> [Exercise]
Rewrite the part of the Rule 703 text starting with "For example, a" and going on through "as a loophole.", substituting "physician" for "doctor".

> [Passage provided]
++++

Federal Rule of Evidence 703 establishes the basis on which experts may form their opinions. Such opinions are needed for a jury to understand the facts in a case and the evidence before them. Generally, such expert testimony is necessary to prevail in trial matters. While establishing guidelines for what can be admitted at trial, the rule does create an opportunity for using inadmissible evidence. In particular, this opportunity has been the subject of both praise and scrutiny over the years. Inadmissible evidence can be heard by a jury under certain key circumstances.
Understanding Rule 703
Rule 703 specifically states that:
“An expert may base an opinion on facts or data in the case that the expert has been made aware of or personally observed. If experts in the particular field would reasonably rely on those kinds of facts or data in forming an opinion on the subject, they need not be admissible for the opinion to be admitted. But if the facts or data would otherwise be inadmissible, the proponent of the opinion may disclose them to the jury only if their probative value in helping the jury evaluate the opinion substantially outweighs their prejudicial effect.”
In summary, evidence from experts can be based on a few sources. The first is the witness’s own interpretation of evidence viewed by them with generally accepted opinions based on it. The second source involves discussion by an expert on the current practices in their chosen field.
In compliance with the rule itself, experts can base their opinions on inadmissible evidence as long as such proof is fair to rely on. Moreover, the inadmissible evidence can only be disclosed to the jury within the limits of any prejudice to the other side. Even as inadmissible evidence, a skilled trial attorney can still develop a plan to create an opportunity to influence a jury. Such opportunities are often very nuanced as a legal approach.
For example, a doctor admitted to testify may be excluded from discussing the causes of industrial poisoning in children. The reason being is this expert is not a chemical expert nor has any clinical experience with industrial poisoning. However, the doctor can end up testifying about their training and experience with poisoned children. By discussing their experience, they indirectly leave the jury with a view on causation. Such a view would prejudice the defendant in an industrial poisoning case. To curb such perceived abuses, courts may invoke a number of safeguards to prevent litigants from using Rule 703 as a loophole.
Some federal courts take a very restrictive approach when it comes to inadmissible evidence. They may require the expert to classify the information used for their judgment in only general terms. The court may also require the attorney to classify the evidence in advance of trial. In addition, under this approach, courts often prohibit the expert from reading or explaining the information to the jury members from any inadmissible source. This essentially puts a complete ban on even discussing the work product of other experts if deemed inadmissible.
However, a majority of jurisdictions prefer a broader scope and to address the situation on a case-by-case basis. They often allow the underlying factual information to be permissible for a limited purpose. That purpose is the basis for justifying the opinion of the expert. However, the information is not treated as substantive evidence. In turn, a jury will be given a restrictive explanation on how they should use or view such information.
An advantage of the majority approach is that it gives the jury all the facts. It shares all the detailed information an expert relied upon in forming their opinion, allowing the jury to make a decision as to the validity of the expert’s conclusions. Using this approach reduces the temptation to use Rule 703 as a back door exception to the hearsay rule.
It is important, therefore, to work with experts who are savvy to the nuanced nature of FRE 703. In turn, they can assist an attorney with successful preparation and testimony for any trial matter.

++++

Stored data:
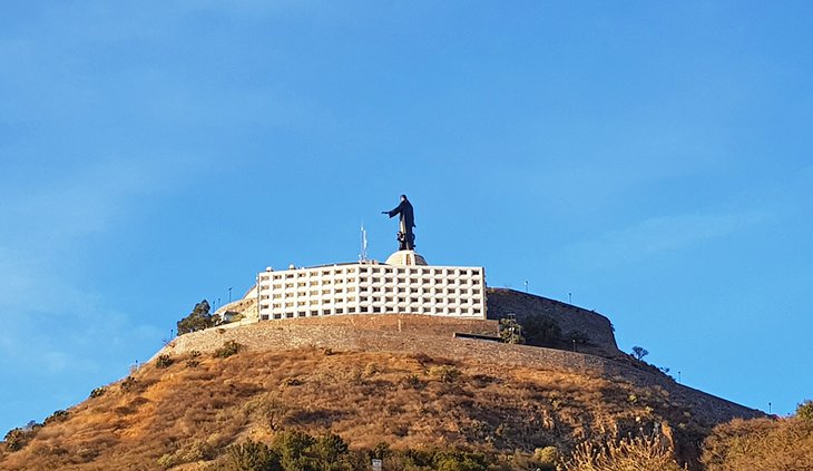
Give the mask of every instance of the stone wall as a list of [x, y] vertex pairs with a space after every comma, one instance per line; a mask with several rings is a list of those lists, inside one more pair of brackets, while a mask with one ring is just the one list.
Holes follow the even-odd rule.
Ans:
[[496, 321], [447, 320], [419, 315], [341, 316], [261, 322], [241, 328], [209, 328], [182, 335], [158, 352], [180, 355], [192, 351], [213, 352], [235, 341], [249, 350], [286, 351], [297, 347], [334, 351], [379, 351], [427, 354], [450, 360], [494, 365], [522, 365], [539, 370], [568, 371], [626, 381], [643, 387], [663, 387], [673, 402], [690, 408], [709, 424], [733, 418], [764, 415], [731, 401], [677, 384], [665, 375], [650, 374], [605, 357], [497, 342], [453, 338], [454, 332], [494, 335]]
[[[488, 288], [488, 318], [500, 320], [515, 315], [519, 324], [529, 317], [547, 316], [559, 325], [565, 337], [580, 332], [588, 337], [577, 345], [580, 352], [607, 357], [623, 355], [616, 345], [613, 324], [601, 314], [567, 303], [507, 288]], [[569, 345], [559, 345], [569, 349]]]

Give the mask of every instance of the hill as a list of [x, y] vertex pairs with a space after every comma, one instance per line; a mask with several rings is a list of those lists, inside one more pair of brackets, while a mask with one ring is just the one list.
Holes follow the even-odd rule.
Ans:
[[657, 432], [694, 462], [714, 425], [762, 415], [629, 357], [452, 336], [496, 331], [497, 321], [379, 315], [194, 332], [23, 433], [19, 450], [7, 443], [0, 469], [206, 469], [228, 445], [294, 429], [356, 449], [506, 455]]

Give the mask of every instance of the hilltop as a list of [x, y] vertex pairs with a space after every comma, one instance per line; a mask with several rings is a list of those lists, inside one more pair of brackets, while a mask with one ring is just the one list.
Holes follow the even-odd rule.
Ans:
[[657, 432], [690, 462], [714, 425], [763, 415], [618, 352], [606, 317], [516, 292], [489, 296], [523, 322], [556, 321], [558, 310], [560, 332], [588, 328], [581, 351], [453, 336], [496, 335], [496, 320], [354, 315], [209, 328], [28, 432], [0, 469], [206, 469], [228, 445], [294, 429], [360, 449], [506, 455]]

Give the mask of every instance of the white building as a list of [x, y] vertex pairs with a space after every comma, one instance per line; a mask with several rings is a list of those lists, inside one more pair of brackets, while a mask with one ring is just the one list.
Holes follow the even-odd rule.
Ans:
[[423, 314], [486, 318], [482, 267], [431, 266], [413, 251], [386, 263], [360, 262], [257, 276], [259, 320], [347, 314]]

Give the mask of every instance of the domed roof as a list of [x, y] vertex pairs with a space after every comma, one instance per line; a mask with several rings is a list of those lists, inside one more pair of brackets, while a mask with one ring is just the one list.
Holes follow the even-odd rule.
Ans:
[[415, 253], [415, 251], [398, 251], [390, 255], [384, 263], [388, 265], [400, 266], [429, 265], [421, 255]]

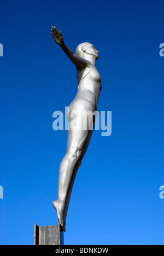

++++

> [Response to the task]
For example, a physician admitted to testify may be excluded from discussing the causes of industrial poisoning in children. The reason being is this expert is not a chemical expert nor has any clinical experience with industrial poisoning. However, the physician can end up testifying about their training and experience with poisoned children. By discussing their experience, they indirectly leave the jury with a view on causation. Such a view would prejudice the defendant in an industrial poisoning case. To curb such perceived abuses, courts may invoke a number of safeguards to prevent litigants from using Rule 703 as a loophole.